**** EXTRACTED ENTRIES ****

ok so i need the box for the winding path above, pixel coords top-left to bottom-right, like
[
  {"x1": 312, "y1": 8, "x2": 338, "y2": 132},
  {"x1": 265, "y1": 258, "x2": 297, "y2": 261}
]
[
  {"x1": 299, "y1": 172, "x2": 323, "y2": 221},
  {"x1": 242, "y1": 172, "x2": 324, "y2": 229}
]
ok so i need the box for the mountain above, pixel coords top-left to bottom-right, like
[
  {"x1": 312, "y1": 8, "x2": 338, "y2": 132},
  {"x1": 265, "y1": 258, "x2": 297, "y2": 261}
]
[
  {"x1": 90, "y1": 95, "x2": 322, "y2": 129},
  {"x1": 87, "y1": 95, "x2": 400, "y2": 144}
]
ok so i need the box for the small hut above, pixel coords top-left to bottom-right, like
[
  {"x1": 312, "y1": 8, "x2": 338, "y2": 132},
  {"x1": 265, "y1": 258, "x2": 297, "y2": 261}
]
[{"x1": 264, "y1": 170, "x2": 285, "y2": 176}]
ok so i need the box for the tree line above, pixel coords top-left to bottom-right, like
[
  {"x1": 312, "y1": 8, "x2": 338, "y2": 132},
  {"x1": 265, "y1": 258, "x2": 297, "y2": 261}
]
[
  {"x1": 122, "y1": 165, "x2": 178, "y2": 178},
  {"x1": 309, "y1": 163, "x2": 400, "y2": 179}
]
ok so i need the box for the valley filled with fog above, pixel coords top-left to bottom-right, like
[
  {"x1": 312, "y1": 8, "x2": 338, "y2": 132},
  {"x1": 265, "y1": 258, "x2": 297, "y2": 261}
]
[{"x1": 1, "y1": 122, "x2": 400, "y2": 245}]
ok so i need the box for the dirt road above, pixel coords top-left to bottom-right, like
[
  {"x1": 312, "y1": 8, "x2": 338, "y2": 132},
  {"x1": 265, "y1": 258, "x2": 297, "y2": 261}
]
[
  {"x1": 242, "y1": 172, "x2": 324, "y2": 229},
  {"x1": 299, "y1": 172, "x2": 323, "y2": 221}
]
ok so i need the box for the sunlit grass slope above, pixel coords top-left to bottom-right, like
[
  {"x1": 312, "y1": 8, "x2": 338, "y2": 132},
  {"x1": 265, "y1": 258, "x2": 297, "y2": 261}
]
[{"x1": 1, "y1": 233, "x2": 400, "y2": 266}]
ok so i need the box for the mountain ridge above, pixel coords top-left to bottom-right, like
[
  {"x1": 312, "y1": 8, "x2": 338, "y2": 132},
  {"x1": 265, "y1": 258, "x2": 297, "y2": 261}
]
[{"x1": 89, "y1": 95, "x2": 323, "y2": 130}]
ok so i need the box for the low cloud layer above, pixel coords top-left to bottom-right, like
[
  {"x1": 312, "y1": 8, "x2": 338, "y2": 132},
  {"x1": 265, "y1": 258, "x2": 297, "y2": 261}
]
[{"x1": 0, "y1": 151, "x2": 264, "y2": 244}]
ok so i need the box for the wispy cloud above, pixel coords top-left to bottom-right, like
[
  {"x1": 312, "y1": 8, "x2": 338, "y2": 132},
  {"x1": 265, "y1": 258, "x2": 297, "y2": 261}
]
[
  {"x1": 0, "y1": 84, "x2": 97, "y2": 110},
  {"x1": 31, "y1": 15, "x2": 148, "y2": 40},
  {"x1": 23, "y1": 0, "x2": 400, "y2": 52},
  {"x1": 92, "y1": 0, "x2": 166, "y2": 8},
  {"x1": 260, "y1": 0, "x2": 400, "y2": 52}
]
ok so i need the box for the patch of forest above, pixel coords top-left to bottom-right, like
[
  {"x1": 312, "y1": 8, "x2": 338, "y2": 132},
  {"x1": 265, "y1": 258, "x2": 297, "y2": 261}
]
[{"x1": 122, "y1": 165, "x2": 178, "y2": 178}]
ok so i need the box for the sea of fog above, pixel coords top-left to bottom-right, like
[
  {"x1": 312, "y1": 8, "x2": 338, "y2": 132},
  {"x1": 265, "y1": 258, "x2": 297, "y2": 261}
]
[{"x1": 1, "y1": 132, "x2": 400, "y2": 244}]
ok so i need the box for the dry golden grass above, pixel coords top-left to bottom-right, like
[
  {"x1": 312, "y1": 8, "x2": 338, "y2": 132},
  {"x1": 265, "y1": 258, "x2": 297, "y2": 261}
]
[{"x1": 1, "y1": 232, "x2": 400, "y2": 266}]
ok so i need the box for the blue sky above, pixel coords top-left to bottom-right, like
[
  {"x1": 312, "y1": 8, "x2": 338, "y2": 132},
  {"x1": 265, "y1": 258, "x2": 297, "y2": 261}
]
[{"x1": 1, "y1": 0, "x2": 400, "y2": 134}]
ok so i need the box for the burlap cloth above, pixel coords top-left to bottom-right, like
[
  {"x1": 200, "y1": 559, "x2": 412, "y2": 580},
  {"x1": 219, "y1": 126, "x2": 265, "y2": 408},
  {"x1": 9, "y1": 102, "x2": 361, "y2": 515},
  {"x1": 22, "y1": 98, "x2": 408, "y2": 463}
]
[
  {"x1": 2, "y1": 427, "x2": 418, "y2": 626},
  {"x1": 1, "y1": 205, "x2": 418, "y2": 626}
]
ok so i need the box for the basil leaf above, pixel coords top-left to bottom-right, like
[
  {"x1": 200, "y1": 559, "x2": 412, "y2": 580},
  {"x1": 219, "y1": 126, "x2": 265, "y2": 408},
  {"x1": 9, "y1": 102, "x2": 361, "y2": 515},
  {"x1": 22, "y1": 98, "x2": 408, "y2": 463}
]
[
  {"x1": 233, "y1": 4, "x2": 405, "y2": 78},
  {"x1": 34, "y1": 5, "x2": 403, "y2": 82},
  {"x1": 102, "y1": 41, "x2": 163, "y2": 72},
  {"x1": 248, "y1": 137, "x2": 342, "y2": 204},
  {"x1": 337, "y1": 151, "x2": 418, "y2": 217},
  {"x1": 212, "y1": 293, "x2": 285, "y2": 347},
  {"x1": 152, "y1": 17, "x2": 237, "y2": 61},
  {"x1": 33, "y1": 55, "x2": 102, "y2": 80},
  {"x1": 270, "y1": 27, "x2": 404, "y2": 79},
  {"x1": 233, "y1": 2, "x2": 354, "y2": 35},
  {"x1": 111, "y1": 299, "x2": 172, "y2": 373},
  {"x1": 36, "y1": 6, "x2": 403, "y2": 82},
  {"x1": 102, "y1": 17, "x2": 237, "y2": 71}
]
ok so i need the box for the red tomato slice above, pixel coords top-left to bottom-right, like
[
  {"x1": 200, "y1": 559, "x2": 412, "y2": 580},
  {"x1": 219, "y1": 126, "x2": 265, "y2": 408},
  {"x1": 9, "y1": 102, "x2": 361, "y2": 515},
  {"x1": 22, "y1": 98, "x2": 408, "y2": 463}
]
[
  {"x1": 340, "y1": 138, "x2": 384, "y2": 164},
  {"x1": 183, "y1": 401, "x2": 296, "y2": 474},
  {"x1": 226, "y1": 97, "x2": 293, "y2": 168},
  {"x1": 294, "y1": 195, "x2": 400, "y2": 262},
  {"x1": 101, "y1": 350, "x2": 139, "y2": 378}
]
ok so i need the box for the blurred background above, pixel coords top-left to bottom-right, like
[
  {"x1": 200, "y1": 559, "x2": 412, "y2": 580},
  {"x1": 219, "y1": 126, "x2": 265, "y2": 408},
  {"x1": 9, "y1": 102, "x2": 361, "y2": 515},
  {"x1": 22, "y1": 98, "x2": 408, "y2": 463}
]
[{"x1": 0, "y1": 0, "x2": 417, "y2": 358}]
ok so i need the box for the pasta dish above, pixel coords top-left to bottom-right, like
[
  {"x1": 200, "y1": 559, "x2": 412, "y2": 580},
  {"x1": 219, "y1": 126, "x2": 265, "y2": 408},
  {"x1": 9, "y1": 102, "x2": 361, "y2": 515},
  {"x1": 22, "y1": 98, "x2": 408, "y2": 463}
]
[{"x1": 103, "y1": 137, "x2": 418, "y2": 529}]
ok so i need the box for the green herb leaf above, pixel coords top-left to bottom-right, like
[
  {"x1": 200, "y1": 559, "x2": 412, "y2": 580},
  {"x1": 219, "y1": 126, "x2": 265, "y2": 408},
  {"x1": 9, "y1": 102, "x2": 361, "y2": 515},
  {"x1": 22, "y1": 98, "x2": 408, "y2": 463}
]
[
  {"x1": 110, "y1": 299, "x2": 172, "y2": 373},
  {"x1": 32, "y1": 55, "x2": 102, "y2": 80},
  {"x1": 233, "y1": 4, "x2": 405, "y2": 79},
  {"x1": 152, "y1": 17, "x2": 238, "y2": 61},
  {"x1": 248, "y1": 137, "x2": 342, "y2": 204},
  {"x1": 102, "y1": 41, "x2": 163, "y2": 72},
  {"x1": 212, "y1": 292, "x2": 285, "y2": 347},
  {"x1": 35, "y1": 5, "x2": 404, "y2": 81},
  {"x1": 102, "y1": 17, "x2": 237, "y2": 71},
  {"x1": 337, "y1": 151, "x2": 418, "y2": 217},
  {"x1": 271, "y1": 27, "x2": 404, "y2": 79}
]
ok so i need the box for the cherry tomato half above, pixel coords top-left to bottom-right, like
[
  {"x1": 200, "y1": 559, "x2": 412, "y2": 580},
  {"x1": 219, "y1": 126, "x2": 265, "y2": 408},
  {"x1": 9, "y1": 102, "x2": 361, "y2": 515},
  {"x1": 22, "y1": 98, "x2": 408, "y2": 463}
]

****

AIM OF THE EXERCISE: Take each line from the preceding material that contains "mountain" and copy it.

RESPONSE:
ok so i need the box for the mountain above, pixel coords top-left to bottom-right, like
ok so i need the box for the mountain ridge above, pixel coords top-left to bottom-right, like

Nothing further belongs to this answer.